- **Task item**: Write out every line from the listing below where the string "positive" is found.

── Records supplied ──

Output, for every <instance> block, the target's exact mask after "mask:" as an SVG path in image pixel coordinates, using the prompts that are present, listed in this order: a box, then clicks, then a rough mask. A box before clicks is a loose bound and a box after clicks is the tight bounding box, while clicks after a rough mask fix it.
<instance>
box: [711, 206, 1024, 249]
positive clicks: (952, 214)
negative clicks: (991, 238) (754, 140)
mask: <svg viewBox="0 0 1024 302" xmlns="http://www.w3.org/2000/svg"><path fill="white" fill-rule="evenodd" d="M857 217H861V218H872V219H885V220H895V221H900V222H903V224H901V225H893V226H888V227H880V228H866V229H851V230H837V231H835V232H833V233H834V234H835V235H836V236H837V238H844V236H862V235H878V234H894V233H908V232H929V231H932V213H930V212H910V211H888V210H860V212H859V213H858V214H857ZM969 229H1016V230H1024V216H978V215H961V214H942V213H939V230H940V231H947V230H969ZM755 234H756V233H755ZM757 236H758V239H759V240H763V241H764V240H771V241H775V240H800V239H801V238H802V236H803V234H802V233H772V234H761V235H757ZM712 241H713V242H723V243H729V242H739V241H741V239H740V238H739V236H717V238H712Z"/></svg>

───
── Records supplied ──

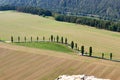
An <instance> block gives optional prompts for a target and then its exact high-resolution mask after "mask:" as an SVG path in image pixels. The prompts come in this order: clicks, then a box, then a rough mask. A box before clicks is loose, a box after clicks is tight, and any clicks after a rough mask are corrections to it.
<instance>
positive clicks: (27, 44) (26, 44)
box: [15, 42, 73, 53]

───

- **Task result**:
positive clicks: (952, 214)
positive clicks: (27, 44) (26, 44)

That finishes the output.